--- INSTRUCTIONS TO FOLLOW ---
Drop the pictures, then extract the listing word for word.

--- DATASET RECORDS ---
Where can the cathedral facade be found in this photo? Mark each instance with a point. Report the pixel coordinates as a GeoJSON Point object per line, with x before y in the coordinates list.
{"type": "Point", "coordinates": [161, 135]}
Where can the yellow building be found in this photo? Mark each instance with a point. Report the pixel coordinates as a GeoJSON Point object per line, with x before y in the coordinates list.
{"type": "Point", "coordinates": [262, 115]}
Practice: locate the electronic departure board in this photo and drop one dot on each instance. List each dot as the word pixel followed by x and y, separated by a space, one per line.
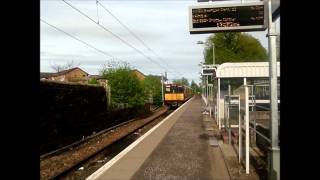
pixel 231 17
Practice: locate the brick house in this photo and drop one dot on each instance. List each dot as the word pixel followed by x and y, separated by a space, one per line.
pixel 71 75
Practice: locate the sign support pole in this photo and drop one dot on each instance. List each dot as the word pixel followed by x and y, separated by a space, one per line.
pixel 274 155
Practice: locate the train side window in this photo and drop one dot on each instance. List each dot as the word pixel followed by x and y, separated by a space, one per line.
pixel 168 89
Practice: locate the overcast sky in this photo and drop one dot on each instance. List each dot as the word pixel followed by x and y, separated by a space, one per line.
pixel 162 25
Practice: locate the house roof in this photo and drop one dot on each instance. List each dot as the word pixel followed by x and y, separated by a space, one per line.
pixel 97 77
pixel 48 74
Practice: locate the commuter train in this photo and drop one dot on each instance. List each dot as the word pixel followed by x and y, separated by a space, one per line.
pixel 175 94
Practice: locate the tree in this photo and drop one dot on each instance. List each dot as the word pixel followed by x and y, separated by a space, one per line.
pixel 234 47
pixel 125 86
pixel 93 81
pixel 68 65
pixel 182 81
pixel 152 85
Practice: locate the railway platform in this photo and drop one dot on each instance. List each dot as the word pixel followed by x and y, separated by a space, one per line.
pixel 186 145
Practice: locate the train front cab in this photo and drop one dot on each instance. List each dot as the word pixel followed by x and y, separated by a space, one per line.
pixel 174 95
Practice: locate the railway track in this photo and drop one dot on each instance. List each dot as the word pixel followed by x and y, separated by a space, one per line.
pixel 64 163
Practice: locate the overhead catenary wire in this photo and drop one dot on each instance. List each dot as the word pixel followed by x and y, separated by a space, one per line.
pixel 132 33
pixel 89 45
pixel 122 40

--- RESULT OF THIS EXERCISE ---
Where can the cathedral facade be found in this photo? Mark each instance with a point. Report the pixel coordinates as a GeoJSON Point object per line, with x before y in the coordinates list.
{"type": "Point", "coordinates": [161, 135]}
Where can the yellow building be found in this photo? Mark each instance with a point. Report the pixel coordinates as a GeoJSON Point object per line, with x before y in the coordinates list.
{"type": "Point", "coordinates": [262, 115]}
Practice: locate the electronic departure board in this photo and drop one dot on each instance. List each dot as the word pixel followed by x and y, separated by a space, one per line.
pixel 231 17
Practice: locate the brick house in this photo and drop one dot on each instance. List each dot as the word pixel followed by x and y, separated by a space, one per line.
pixel 71 75
Practice: locate the sign support pole in this photo and drop one dot on each instance. List each dot as the word pixel followed by x and y, separated by a space, one per line.
pixel 274 155
Practice: locate the train side window in this photo and drop one dot on each instance. List each dot as the word pixel followed by x and y, separated by a space, one per line.
pixel 168 89
Practice: locate the overcast sky in this photo and drop one dot on each instance. List each dot as the word pixel followed by x and y, separated by a space, one per line.
pixel 162 25
Practice: locate the house roof in this photo and drop one dot on each instance. List each dot as the word pixel followed by x and y, separated by a space, one per line.
pixel 97 77
pixel 48 74
Practice: locate the commuter train in this photo and drop one dot on each instance. List each dot as the word pixel followed by x and y, separated by a space, one per line.
pixel 175 94
Practice: locate the tree in this photo and drop one dot on each instance. List each dot as the word pixel followed by x and y, separated by a space, one per line.
pixel 234 47
pixel 125 86
pixel 93 81
pixel 68 65
pixel 182 81
pixel 152 85
Practice: locate the railway platform in this photo and drop one dot on each instance. List each dot as the word pixel followed by x and y, separated by a space, one per line.
pixel 186 145
Practice: locate the train front cab in this photo and drop one dot on each instance. List each dot as the word pixel followed by x and y, separated by a space, one per line.
pixel 174 95
Practice: locate the railway track in this photo and drop one dot on each instance. List each dot as the word pixel followed by x and y, separated by a space, one per line.
pixel 64 163
Practice: locate the overhead catenary wire in this photo and drop one dot on each instance. List each dot as the word pixel followed by x and y, separated by a space, one per line.
pixel 132 33
pixel 89 45
pixel 122 40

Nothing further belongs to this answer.